═════ SOURCE EXCERPT
Sdog,

thank you for your input and clarification on Matthew's function: that is most thoughtful. However, I am somewhat doubtful that a logarithmic/exponential function is what is needed here rather than a positively skewed normal distribution. You refer to

*waiting* times above, whereas what I am actually trying to model are journey time tolerances, which are not quite the same thing.

Marchetti's constant holds that people tend to have a fairly uniform travel time budget of about an hour, which strongly suggests that, for any given journey, more people should be willing to spend, say, half an hour travelling than are prepared to spend only three minutes travelling, but equally, more people should be prepared to spend half an hour travelling than three hours. Is there a particular datum on which you base your suggestion to the contrary?

**Edit**: Tests that I am in the process of carrying out are showing good results with compounding/recursion of the cubed version of Kieron's algorithm. Taking two results from the cubed version, multiplying them together and dividing by the maximum has produced a more satisfactory result, with 28 passengers being willing to travel in one game month of 6:24h with a minimum journey time of 4:18h travelling and 2:52h waiting, with 1,583 passengers recording "too slow" and 226 "no route". I will try again with a multiple of three and see whether that is better still. The questions are now, assuming this system proves suitable, how to calibrate it and how best to allow it to be customised in simuconf.tab, since there is no easy single exponent for scaling. Perhaps a few numbers with different modes, such as 0 or 1 for an even distribution, 2 or 3 for the squared or cubed skewed normal distribution, 4 for a double recursion of the cubed distribution and 5 for a triple recursion, or something of the sort?

**Edit 2**: A triple recursion does not seem to work well: dividing by two produces values higher than the maximum, whereas dividing by the square always produces zeros. The best results so far have been obtained by a single recursion.

**Edit 3**: I have found a way to parameterise it, I think, although I have not had a chance to do any serious performance testing yet or see whether this works well for extremely large numbers. The code is as follows:

`/** `

* Generates a random number on [0,max-1] interval with a normal distribution

* See: http://forum.simutrans.com/index.php?topic=10953.0;all for details

* Takes an exponent, but produces unreasonably low values with any number

* greater than 2.

*/

#ifdef DEBUG_SIMRAND_CALLS

uint32 simrand_normal(const uint32 max, uint32 exponent, const char* caller)

#else

uint32 simrand_normal(const uint32 max, uint32 exponent, const char*)

#endif

{

#ifdef DEBUG_SIMRAND_CALLS

sint64 random_number = simrand(max, caller);

#else

uint64 random_number = simrand(max, "simrand_normal");

#endif

if(exponent < 2)

{

// Exponents of 1 make this identical to the normal random number generator.

return random_number;

}

// Any higher number than 3 will produce integer overflows even with unsigned. 64-bit integers

// Interpret higher numbers as directives for recursion.
══════════
═════ DATASET RECORDS
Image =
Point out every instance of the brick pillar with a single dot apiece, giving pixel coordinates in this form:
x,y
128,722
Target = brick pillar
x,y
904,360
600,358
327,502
══════════
> **TASK INSTRUCTIONS**
A - Answer each item from the forum post on journey time tolerances.
(i) According to Marchetti's constant, what travel time budget do people tend to have?
(ii) In the test of the single recursion of the cubed version, how many passengers recorded "too slow"?
(iii) According to the code comment, what do exponents of 1 make the function identical to?
B - Continue the forum post on journey time tolerances from the last line of code shown.

> **THE RESPONSES**
A -
(i) About an hour.
(ii) 1,583.
(iii) The normal random number generator.

B -
uint32 degrees_of_recursion = 0;

uint32 recursion_exponent = 0;

if(exponent > 3)

{

degrees_of_recursion = exponent - 4;

if(degrees_of_recursion == 0)

{

recursion_exponent = 2;

}

else

{

recursion_exponent = 3;

}

exponent = 3;

}

const uint64 abs_max = max == 0 ? 1 : max;

for(int i = 0; i < exponent - 1; i++)

{

random_number *= simrand(max, "simrand_normal");

}

uint64 adj_max = abs_max;

for(int n = 0; n < exponent - 2; n ++)

{

adj_max *= adj_max;

}

uint64 result = random_number / adj_max;

for(uint32 i = 0; i < degrees_of_recursion; i ++)

{

// The use of a recursion exponent of 3 or less prevents infinite loops here.

const uint64 second_result = simrand_normal(max, recursion_exponent, "simrand_normal_recursion");

result = (result * second_result) / abs_max;

}

return (uint32)result;

}

The parameters are:

0 or 1 - even distribution;

2: normal distribution with slight skew (squared);

3: normal distribution with large skew (cubed);

4 normal distribution with recursion skew (squared);

5: normal distribution with recursion skew (cubed);

6 and above: normal distribution with multiple recursion skew (cubed; these values produce so extreme a skew as may be of limited usefulness).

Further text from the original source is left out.